> [GIVEN PROBLEM] State how many lines in the records below contain the string "jeans", treating uppercase and lowercase as distinct, and give only that number.

> [MATERIAL TO PROCESS]
----

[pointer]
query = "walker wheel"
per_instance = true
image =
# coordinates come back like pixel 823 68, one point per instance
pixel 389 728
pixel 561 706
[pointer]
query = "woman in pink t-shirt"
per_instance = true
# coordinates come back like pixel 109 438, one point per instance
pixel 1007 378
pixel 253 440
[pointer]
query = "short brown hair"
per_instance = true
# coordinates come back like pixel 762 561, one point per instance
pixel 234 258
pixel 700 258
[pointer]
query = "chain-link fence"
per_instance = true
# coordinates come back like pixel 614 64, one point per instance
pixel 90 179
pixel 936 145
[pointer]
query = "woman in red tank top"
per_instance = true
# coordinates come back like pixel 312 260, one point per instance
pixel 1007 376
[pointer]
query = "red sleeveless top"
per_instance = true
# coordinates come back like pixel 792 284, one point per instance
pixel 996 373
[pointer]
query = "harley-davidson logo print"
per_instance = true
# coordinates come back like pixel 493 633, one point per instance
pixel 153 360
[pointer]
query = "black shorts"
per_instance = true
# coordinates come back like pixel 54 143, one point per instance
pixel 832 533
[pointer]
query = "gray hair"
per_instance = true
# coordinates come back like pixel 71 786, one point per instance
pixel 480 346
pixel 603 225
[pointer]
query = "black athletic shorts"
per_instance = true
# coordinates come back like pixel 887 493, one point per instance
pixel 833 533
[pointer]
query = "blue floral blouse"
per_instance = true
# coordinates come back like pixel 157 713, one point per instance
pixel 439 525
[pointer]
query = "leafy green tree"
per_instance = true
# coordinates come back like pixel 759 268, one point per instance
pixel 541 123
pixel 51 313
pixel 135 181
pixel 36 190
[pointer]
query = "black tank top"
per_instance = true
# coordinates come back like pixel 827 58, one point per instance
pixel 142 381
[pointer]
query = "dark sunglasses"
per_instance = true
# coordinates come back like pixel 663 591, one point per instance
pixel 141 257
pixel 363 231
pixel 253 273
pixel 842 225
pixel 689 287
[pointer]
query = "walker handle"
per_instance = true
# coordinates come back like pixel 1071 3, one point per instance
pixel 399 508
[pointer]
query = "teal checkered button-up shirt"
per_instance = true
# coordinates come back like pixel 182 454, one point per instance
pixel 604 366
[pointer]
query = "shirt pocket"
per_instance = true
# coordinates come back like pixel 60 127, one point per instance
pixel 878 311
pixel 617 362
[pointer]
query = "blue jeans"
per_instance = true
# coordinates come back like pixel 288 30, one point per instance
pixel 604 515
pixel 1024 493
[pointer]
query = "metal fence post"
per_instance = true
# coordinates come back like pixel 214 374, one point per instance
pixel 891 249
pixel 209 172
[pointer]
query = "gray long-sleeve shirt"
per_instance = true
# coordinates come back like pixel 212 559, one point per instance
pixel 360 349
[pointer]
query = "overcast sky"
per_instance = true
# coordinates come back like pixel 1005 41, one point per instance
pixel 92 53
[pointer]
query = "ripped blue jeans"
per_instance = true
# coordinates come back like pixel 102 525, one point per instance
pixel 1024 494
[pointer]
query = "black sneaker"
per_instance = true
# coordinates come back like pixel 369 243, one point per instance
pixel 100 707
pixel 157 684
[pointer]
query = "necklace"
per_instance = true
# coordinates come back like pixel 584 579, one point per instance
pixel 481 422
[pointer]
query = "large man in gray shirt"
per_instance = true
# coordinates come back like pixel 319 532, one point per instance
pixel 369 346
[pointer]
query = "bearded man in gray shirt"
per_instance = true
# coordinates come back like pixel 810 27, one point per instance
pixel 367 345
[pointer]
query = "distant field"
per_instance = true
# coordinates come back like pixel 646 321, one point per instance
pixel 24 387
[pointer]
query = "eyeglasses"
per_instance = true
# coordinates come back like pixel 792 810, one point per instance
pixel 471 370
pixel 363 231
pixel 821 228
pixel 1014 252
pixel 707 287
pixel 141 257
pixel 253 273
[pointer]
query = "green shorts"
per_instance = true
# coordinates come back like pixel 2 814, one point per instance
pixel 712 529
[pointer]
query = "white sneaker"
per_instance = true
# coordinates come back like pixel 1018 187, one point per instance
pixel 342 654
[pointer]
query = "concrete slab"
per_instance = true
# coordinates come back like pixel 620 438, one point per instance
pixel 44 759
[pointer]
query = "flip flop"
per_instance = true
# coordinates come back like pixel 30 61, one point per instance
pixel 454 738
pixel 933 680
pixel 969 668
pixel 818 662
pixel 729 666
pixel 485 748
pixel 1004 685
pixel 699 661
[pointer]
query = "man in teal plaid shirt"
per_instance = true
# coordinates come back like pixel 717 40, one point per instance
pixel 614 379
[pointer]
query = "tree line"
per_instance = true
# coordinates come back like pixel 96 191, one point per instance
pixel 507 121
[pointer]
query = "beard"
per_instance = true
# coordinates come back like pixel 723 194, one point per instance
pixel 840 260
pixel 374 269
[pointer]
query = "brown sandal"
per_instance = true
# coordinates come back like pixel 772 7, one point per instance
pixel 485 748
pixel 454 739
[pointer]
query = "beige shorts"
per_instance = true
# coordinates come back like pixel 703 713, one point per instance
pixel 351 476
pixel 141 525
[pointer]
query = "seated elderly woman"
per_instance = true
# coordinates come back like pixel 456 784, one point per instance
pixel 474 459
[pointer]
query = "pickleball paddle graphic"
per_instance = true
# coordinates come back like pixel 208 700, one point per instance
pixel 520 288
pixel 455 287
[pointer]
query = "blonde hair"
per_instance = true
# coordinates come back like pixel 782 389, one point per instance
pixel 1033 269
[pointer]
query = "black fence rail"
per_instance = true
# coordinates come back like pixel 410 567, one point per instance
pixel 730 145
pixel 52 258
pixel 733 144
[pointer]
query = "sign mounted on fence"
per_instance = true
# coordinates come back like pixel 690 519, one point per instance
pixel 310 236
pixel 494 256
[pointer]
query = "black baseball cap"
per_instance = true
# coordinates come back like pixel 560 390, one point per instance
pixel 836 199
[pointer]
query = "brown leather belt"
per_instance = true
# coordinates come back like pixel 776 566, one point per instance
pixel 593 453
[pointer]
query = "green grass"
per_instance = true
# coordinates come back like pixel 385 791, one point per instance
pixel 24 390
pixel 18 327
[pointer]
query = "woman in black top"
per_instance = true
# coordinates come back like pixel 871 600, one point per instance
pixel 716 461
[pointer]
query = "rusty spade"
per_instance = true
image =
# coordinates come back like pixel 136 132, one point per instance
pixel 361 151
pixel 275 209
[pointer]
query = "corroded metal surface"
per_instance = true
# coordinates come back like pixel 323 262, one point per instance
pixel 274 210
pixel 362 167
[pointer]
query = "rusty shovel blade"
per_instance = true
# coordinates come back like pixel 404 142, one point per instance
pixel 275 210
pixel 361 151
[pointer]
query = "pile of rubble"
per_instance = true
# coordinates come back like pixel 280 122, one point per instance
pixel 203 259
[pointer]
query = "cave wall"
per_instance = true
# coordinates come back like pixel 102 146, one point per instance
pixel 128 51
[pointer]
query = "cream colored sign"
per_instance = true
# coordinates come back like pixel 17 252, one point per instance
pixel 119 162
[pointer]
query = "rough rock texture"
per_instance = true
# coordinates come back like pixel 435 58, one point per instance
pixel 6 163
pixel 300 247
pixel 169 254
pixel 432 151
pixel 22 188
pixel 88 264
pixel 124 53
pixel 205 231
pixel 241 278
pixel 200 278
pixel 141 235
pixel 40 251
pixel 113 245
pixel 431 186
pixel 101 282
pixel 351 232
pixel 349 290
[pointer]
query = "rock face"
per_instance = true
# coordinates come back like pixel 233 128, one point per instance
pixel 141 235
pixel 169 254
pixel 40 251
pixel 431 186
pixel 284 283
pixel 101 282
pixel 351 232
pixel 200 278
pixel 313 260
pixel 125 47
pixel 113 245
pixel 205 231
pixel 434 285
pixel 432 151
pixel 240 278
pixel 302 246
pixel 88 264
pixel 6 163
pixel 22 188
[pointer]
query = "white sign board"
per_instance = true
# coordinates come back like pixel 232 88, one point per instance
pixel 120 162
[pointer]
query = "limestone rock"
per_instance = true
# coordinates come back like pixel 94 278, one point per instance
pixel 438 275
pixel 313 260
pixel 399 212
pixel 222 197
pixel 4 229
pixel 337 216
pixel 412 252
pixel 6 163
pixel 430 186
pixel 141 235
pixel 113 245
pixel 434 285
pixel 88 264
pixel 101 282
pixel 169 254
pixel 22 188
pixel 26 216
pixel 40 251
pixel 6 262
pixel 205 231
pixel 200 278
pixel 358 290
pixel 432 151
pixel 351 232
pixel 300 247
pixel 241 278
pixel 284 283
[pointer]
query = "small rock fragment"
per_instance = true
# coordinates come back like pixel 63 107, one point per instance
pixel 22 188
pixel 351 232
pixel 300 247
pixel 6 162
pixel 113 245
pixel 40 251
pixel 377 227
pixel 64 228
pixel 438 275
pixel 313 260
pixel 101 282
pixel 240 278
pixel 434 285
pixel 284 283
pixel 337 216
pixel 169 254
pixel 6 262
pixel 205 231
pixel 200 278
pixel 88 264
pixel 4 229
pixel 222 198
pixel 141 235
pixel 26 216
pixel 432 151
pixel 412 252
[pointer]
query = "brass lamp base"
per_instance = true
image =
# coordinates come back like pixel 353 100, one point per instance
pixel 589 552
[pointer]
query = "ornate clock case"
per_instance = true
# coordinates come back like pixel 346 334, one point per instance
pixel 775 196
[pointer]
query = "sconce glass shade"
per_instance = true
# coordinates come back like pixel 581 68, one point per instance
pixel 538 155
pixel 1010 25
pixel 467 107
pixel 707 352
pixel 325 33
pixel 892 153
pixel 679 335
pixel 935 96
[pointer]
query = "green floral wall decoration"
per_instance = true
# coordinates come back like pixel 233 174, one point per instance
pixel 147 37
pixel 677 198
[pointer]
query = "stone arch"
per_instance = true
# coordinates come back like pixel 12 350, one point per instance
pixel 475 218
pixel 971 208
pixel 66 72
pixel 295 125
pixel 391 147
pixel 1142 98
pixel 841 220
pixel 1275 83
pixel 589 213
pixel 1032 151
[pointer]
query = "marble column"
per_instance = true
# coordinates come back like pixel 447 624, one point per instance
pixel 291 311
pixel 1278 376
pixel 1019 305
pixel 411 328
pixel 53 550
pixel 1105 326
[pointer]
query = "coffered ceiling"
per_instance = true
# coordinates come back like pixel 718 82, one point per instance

----

> [WRITTEN ANSWER] 2